# Data to process
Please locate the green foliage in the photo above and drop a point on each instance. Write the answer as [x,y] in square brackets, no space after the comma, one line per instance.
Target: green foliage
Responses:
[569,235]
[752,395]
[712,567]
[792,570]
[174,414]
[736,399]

# Aim
Arrange every line of the items above as a Markdown table with the columns n and Line, numbering each row and skipping blank lines.

# Correct output
| n | Line |
|---|---|
| 1 | Please locate the green foliage in the photo above and drop a point on each instance. Write the answer as [x,y] in square brackets, no space after the comma, one line per instance. |
| 2 | Target: green foliage |
| 3 | Responses: |
| 4 | [569,235] |
| 5 | [752,395] |
| 6 | [712,567] |
| 7 | [792,570] |
| 8 | [174,414] |
| 9 | [736,399] |